*** Block opens ***
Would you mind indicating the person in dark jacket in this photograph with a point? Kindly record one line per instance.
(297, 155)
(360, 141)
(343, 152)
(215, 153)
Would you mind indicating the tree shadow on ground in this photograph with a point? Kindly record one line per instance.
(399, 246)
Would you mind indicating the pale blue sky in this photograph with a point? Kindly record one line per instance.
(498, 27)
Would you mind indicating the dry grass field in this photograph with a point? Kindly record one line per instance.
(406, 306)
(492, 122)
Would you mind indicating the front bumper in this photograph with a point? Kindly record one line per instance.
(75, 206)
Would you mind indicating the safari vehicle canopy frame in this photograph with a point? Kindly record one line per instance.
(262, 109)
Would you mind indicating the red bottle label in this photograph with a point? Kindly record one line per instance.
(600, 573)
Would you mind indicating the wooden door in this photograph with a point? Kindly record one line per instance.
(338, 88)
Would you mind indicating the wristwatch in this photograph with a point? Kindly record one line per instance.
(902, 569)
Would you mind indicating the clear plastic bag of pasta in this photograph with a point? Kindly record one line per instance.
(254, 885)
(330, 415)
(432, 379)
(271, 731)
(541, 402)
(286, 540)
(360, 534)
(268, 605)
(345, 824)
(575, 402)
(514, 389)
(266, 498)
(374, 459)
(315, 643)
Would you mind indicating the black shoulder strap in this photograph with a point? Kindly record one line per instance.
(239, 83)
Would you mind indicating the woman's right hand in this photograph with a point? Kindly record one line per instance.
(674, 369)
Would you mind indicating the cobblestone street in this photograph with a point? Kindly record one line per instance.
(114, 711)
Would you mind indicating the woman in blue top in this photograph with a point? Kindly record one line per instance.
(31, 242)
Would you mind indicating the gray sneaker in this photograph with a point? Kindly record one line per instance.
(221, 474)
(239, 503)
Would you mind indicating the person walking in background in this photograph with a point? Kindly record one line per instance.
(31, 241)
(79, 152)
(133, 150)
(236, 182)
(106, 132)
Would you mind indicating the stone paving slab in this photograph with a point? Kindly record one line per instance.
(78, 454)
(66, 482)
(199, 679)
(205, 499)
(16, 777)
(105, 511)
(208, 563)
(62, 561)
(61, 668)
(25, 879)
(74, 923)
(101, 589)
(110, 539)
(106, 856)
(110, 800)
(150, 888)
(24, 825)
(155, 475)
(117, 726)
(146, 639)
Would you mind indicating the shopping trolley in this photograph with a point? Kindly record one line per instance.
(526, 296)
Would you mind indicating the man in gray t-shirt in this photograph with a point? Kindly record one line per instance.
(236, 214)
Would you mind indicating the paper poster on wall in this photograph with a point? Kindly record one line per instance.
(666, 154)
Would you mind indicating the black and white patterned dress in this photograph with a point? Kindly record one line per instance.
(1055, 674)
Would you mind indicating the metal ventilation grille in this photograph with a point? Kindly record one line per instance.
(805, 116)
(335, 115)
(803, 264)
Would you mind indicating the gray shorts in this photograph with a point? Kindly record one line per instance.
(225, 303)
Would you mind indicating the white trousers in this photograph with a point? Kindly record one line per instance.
*** Block closes ***
Task details
Would you reproduce all of the data exactly, without a single alteration?

Solution for this problem
Would you mind indicating the person in dark jacket in this photograph with a point? Kindly record one line per instance.
(297, 155)
(360, 141)
(343, 152)
(215, 153)
Would you mind indicating the tree shadow on ground in this photograph with a point? Kindly record one line per instance.
(399, 246)
Would you mind indicating the pale blue sky in this photograph with a point? Kindly record one line per instance.
(498, 27)
Would you mind indicating the dry grass field in this photograph with a point? Kindly record one line per instance.
(406, 306)
(492, 122)
Would you mind indicating the front bumper in this photograph with a point? Kindly record one line per instance.
(75, 206)
Would you mind indicating the safari vehicle canopy frame in this photograph with a point? Kindly record one line per instance.
(262, 109)
Would you mind indicating the red bottle label in this photograph with a point? Kindly record one line per instance.
(600, 573)
Would you mind indicating the wooden door in this photograph with a point? Kindly record one line per instance.
(338, 88)
Would you mind indicating the wristwatch in this photograph with a point? Kindly record one line per instance.
(902, 569)
Would you mind indicating the clear plastic bag of pasta in this photograph with a point? Kindly record one line per instance.
(254, 885)
(330, 415)
(432, 379)
(271, 731)
(541, 402)
(286, 540)
(360, 534)
(268, 605)
(345, 824)
(575, 402)
(514, 389)
(266, 498)
(374, 459)
(315, 643)
Would you mind indicating the black shoulder strap in this photograph with a point? Kindly record one line per instance.
(239, 83)
Would you mind indicating the woman's right hand in this photograph with a point? Kindly record one line per instance.
(674, 369)
Would you mind indicating the cobblestone street in this photograph with a point? Kindly record one line per instance.
(114, 711)
Would you mind indicating the woman in blue top in this photograph with a point? Kindly record one line per instance.
(31, 242)
Would you mind indicating the gray sneaker in this photograph with a point? Kindly record one line per instance.
(221, 474)
(239, 503)
Would you mind indicating the person walking in background in this photograph with a point? Kindly record one line per instance.
(31, 241)
(79, 152)
(133, 150)
(236, 182)
(106, 132)
Would you mind indicating the stone paving slab in this photograph with a point? Kindly record one line per instance.
(78, 454)
(66, 482)
(199, 679)
(205, 499)
(16, 777)
(105, 511)
(208, 563)
(62, 561)
(61, 668)
(25, 879)
(74, 923)
(101, 589)
(110, 539)
(106, 856)
(110, 800)
(150, 888)
(24, 825)
(155, 475)
(117, 726)
(146, 639)
Would you mind indicating the shopping trolley in this photograph with a point? Kindly record one line per instance.
(526, 296)
Would you mind indicating the man in gray t-shirt in this photograph with a point? Kindly record one line per instance.
(236, 214)
Would you mind indicating the paper poster on wall in this photograph with a point? Kindly record one line per instance.
(666, 154)
Would you mind indicating the black and white patterned dress in this photograph with a point? Kindly record one line per instance.
(1055, 674)
Would you mind indicating the metal ventilation grille in this photograph with a point? Kindly record one line per instance.
(805, 116)
(335, 115)
(803, 264)
Would you mind indicating the gray shorts in this photograph with a point? Kindly record one line per instance.
(225, 303)
Would you mind indicating the white trousers in this photograph with a point? Kindly record one line per instance.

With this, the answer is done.